(Beginning of DATA)

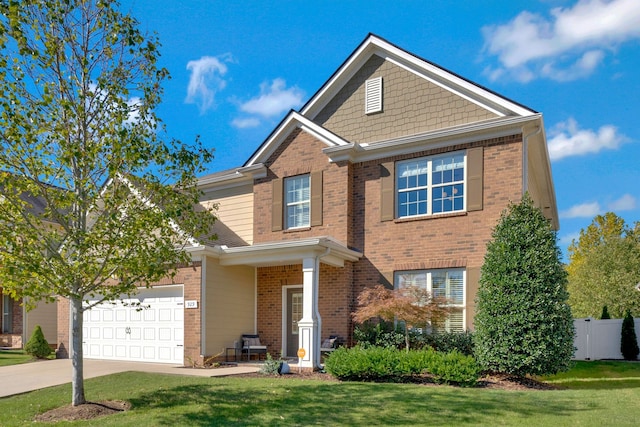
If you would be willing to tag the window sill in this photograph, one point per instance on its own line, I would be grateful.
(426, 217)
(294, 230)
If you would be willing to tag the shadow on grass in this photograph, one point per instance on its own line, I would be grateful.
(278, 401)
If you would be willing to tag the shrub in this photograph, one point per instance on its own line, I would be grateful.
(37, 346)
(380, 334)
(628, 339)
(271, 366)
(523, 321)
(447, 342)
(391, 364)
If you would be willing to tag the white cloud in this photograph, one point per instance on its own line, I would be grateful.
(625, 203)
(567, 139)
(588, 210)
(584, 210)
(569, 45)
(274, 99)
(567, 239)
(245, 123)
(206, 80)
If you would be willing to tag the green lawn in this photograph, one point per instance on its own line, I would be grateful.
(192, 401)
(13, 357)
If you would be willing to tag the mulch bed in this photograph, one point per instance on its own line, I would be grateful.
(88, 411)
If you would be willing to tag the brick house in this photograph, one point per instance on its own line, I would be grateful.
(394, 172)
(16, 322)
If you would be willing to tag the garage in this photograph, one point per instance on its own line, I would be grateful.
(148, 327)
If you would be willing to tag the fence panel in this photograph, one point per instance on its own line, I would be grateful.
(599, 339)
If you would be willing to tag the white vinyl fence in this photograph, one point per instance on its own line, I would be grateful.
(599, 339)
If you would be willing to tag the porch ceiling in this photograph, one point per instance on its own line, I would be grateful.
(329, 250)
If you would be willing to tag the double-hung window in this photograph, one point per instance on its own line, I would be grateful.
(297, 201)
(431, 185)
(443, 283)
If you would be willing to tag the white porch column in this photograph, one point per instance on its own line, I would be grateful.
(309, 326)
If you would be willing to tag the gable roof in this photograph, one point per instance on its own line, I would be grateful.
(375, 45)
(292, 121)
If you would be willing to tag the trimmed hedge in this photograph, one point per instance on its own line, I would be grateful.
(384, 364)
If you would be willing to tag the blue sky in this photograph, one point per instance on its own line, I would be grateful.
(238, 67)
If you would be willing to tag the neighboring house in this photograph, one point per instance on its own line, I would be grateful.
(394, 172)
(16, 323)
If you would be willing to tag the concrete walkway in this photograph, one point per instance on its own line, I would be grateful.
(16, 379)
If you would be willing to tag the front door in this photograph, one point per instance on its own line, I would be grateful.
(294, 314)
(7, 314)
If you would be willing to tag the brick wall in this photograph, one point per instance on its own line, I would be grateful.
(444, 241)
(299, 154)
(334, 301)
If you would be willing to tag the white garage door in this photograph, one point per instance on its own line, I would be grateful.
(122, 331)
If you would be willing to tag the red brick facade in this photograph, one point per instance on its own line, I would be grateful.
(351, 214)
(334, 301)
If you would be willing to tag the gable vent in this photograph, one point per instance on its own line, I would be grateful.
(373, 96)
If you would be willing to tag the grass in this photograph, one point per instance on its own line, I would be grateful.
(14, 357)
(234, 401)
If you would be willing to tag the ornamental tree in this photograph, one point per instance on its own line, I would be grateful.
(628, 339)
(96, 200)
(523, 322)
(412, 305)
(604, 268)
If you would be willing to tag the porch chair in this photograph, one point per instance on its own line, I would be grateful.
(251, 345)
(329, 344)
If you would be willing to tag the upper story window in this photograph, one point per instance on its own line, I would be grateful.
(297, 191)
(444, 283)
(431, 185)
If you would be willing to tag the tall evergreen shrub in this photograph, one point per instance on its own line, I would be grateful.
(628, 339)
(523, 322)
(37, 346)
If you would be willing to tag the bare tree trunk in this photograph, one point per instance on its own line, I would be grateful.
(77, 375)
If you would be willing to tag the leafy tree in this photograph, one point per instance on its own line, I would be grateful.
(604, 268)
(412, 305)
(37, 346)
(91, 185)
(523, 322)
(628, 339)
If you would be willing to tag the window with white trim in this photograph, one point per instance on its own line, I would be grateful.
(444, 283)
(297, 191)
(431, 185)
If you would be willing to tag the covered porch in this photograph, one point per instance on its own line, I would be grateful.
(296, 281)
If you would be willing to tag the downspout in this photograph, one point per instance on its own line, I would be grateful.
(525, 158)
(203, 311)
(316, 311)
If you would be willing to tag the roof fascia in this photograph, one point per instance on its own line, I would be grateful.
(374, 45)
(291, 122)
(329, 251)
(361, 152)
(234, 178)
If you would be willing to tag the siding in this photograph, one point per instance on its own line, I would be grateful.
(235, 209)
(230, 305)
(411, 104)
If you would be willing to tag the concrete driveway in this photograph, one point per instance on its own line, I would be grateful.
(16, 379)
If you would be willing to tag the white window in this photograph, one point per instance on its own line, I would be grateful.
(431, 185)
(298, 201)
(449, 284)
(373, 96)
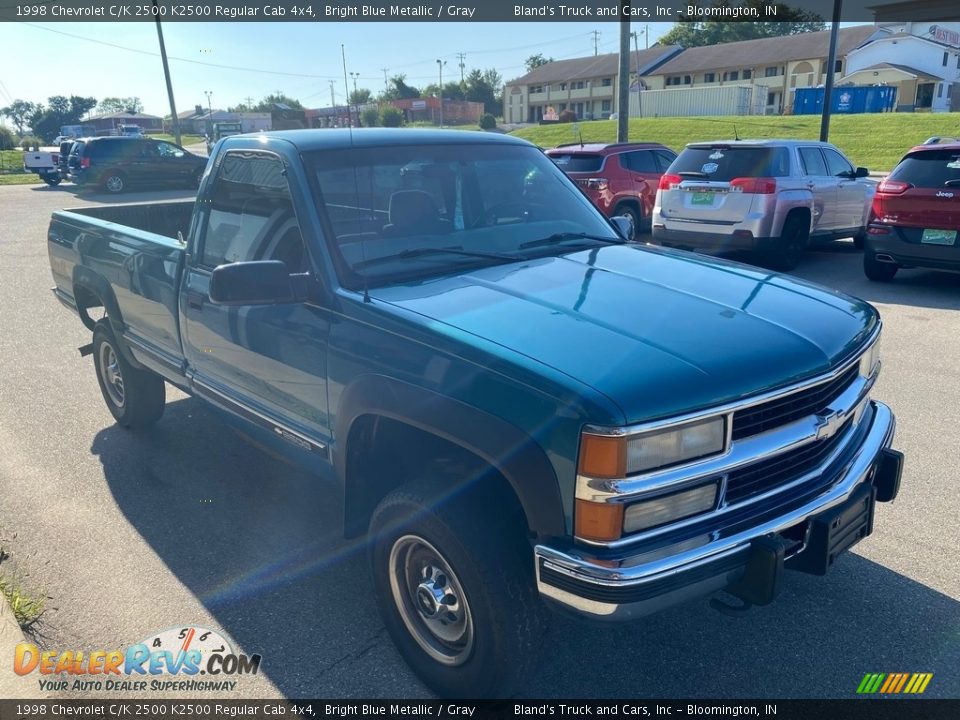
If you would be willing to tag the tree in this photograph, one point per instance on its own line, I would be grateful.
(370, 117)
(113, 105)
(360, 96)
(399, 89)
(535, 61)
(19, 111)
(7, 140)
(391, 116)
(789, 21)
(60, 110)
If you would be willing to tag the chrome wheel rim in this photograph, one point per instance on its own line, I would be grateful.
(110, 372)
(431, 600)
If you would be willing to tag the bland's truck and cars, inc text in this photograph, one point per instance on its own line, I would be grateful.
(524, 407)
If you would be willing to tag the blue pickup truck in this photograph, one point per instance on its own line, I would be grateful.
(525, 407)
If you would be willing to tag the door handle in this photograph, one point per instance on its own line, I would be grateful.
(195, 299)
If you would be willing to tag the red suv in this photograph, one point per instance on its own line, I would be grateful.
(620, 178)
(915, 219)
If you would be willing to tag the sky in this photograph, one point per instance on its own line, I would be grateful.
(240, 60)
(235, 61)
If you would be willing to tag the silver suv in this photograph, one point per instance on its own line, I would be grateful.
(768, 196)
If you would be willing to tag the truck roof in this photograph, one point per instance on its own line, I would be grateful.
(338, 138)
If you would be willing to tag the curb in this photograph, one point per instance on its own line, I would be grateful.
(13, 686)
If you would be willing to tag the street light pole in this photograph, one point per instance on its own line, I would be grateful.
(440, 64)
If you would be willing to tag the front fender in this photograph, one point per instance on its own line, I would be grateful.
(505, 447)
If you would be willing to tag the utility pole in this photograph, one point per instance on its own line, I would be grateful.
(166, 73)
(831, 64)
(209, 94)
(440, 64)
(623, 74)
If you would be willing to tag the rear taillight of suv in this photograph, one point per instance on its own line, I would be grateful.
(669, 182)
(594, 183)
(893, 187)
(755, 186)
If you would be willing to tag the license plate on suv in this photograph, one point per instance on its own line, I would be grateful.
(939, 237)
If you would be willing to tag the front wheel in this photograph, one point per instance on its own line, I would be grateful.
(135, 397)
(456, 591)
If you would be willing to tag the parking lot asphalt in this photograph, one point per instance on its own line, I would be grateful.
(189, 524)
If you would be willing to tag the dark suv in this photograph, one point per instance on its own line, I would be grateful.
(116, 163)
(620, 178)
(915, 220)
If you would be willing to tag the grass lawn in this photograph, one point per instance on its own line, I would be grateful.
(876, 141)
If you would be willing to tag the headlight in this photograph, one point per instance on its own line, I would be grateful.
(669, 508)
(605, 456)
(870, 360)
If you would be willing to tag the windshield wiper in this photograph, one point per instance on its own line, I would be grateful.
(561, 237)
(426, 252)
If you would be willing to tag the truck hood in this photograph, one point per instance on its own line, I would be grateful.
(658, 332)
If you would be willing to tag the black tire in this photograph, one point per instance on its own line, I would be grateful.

(End of DATA)

ACTIVITY
Your copy should match the entries above exactly and contain no pictures.

ANSWER BOX
If you would be willing to tag the window sill in this photograph, one point per instance on its own line, I would be grateful.
(426, 217)
(294, 230)
If you would be willing to tag the shadow on grass in this photograph, one point per instance on its own line, I would be grateful.
(278, 401)
If you would be willing to tag the shrub in this photograph, one point per instance on its own line, I would be grateful.
(37, 346)
(380, 334)
(628, 339)
(271, 366)
(523, 321)
(447, 342)
(391, 364)
If you would be willing to tag the white cloud in this photograph, one point per instance on its own line, I would be grateful.
(625, 203)
(567, 139)
(588, 210)
(584, 210)
(569, 45)
(274, 99)
(567, 239)
(245, 123)
(206, 80)
If you would be willing to tag the green lawn in this photograph, one point per instance on its own line, I would be grateful.
(192, 401)
(13, 357)
If you would be willing to tag the mulch bed in this photograph, one point per instance on its own line, I would be grateful.
(88, 411)
If you would be willing to tag the brick house in this photograph, one point per instance on its own line, I would be grateful.
(394, 172)
(16, 322)
If you would be willing to tag the garage in this photograph, one point per instance on its own line, I would be grateful.
(148, 327)
If you would be willing to tag the fence panel in this photograph, one point per instance on its own line, I would be grateful.
(599, 339)
If you would be willing to tag the white vinyl fence in this photograph, one point per instance on its own line, I would be grateful.
(599, 339)
If you would be willing to tag the porch ceiling in this photograph, one point per instance on its own line, I would be grateful.
(329, 250)
If you would be willing to tag the double-hung window in this photograph, one point per instance on its own line, I would be grateful.
(297, 201)
(431, 185)
(443, 283)
If you would be willing to tag the white porch column in this photograph, one point per instance on its own line, I would be grateful.
(309, 326)
If you would be willing to tag the gable roof in this photograph, one point per instance on its own line, I would be grateful.
(375, 45)
(292, 121)
If you would be willing to tag the trimmed hedge in this photograph, one point per instance on its own line, I would be grateful.
(384, 364)
If you would be willing to tag the blue sky in this photograph, one point per instance on its own line, I would be grateful.
(238, 67)
If you would be willing to tag the neighboring house in this photograph, one point per instance on its own line, I would be grateful.
(394, 172)
(16, 323)
If you would be willing to tag the concrete walkway in this photograph, one point per instance on its own line, I would be grateful.
(16, 379)
If you would be willing to tag the front door in this photograph, one point per instance on its own line, I would be grateful.
(294, 314)
(7, 314)
If you would be willing to tag the brick wall in this photograph, one point per instance on its own line, I would be grateful.
(444, 241)
(299, 154)
(334, 301)
If you would be willing to tag the white garage door in this photograph, one point per instance on its own line, I would be grateful.
(122, 331)
If you would be willing to tag the red brick facade in this photograph, one point per instance on its own line, I would be grateful.
(351, 214)
(334, 301)
If you would be willing to tag the gable vent in this photograph, one point per instance on its own line, I would be grateful.
(373, 96)
If you would be willing to tag the grass in this photograph, one point per instance on its own line, I would be grateful.
(14, 357)
(234, 401)
If you would be willing to tag the ornamental tree in this photograph, one point per instance on its own line, I would be grateful.
(628, 339)
(96, 200)
(523, 322)
(412, 305)
(604, 268)
If you would be willing to tag the porch chair in this photograph, one point per instance on its own line, I would be grateful.
(251, 345)
(329, 344)
If you would be willing to tag the upper story window in this photograph, one point per instance on its own line, I would be grateful.
(297, 191)
(444, 283)
(431, 185)
If you would be willing to tag the tall evergreen shrub in this photograph, one point per instance on its own line, I would be grateful.
(628, 339)
(523, 322)
(37, 346)
If you would be willing to tag the bare tree trunk in this photograph, one point per instance on its own line, I would be grateful.
(77, 375)
If you would be willing to tag the leafy tree in this photograph, one point per instance on its own line, I would be grateful.
(604, 268)
(412, 305)
(37, 346)
(91, 185)
(523, 322)
(628, 339)
If you would be willing to tag the window with white trim in this photograph, one point per instance on its own line, I would be grateful.
(444, 283)
(297, 191)
(431, 185)
If you would be willing to tag the covered porch in this photograph, one point per instance on its own line, I would be grateful.
(296, 281)
If you would be willing to tag the downspout in this photograph, one point per instance on its own line, I would be grateful.
(525, 158)
(203, 311)
(316, 311)
If you would be willing to tag the roof fascia in this photograph, one point per instance on its own line, I would be grateful.
(374, 45)
(291, 122)
(329, 251)
(361, 152)
(234, 178)
If you would be willing to tag the siding in this photograph, one point per instance on its own line, I would be grateful.
(235, 209)
(230, 305)
(411, 104)
If you would be willing to tag the concrete driveway in this photograph, one point per instance on its own line, I would be grateful.
(16, 379)
If you would be willing to tag the white window in this photograph, one point per instance on its own line, I would be grateful.
(431, 185)
(298, 201)
(449, 284)
(373, 96)
If you would be willing to tag the tree in this photograph, one point per instance on its own line, I would be grateful.
(370, 117)
(113, 105)
(360, 96)
(399, 89)
(535, 61)
(19, 111)
(7, 140)
(391, 116)
(789, 21)
(60, 110)
If you would be willing to tag the chrome wheel rim in this photograph, one point per instance on its own line, I would be grateful.
(110, 372)
(431, 600)
If you would be willing to tag the bland's truck and cars, inc text in this photograph, one point per instance on its own line, I would be grateful.
(524, 407)
If you would be willing to tag the blue pickup truck in this photograph, one point per instance on its own line, I would be grateful.
(525, 407)
If you would be willing to tag the door handle in this photograph, one point per instance on its own line, I would be grateful.
(195, 299)
If you would be willing to tag the red suv in this photograph, one point per instance on its own line, I would be grateful.
(620, 178)
(915, 219)
If you would be willing to tag the sky in this photograph, one point per instance on its own line, I would be grateful.
(240, 60)
(235, 61)
If you would be willing to tag the silver suv in this photograph, one point per instance on its own line, I would be grateful.
(768, 196)
If you would be willing to tag the truck roof in this photograph, one point per instance on its own line, I would be grateful.
(338, 138)
If you would be willing to tag the curb in this photograph, one point per instance on its own line, I would be grateful.
(13, 686)
If you would be willing to tag the street light pole in this photograph, one point per instance on its own line, I would be grateful.
(440, 64)
If you would be willing to tag the front fender in this photograph, one point per instance on its own line, I would be grateful.
(505, 447)
If you would be willing to tag the utility pole in this photograph, one point per instance on its own line, I would be grateful.
(166, 73)
(831, 64)
(209, 94)
(440, 64)
(623, 74)
If you would be willing to tag the rear taillight of suv in this photograph, one point per instance on its own line, I would be grateful.
(669, 182)
(594, 183)
(893, 187)
(755, 186)
If you would be willing to tag the license plate on suv in this photograph, one point per instance on its own line, I would be grateful.
(939, 237)
If you would be willing to tag the front wheel in this photograph, one point per instance on its own line, I would be grateful.
(135, 397)
(456, 591)
If you would be willing to tag the parking lot asphalt in this photograph, one point per instance on its own line, I would be grateful.
(189, 524)
If you would be willing to tag the dark suv in this photograph, one point per instance on its own line, I would be grateful.
(116, 163)
(620, 178)
(915, 220)
If you would be willing to tag the grass lawn in this photograph, one point per instance on its own line, I would be grateful.
(876, 141)
If you would be willing to tag the headlight in this photograph, one point per instance on its own line, I would be grateful.
(669, 508)
(605, 456)
(870, 360)
If you would be willing to tag the windshield wiper in this photograph, one point per instance on its own line, I would be grateful.
(561, 237)
(426, 252)
If you would be willing to tag the truck hood in this photograph, one point per instance on its own line, I would be grateful.
(658, 332)
If you would be willing to tag the black tire in this photograph, one point per instance on its own line, I would be grateful.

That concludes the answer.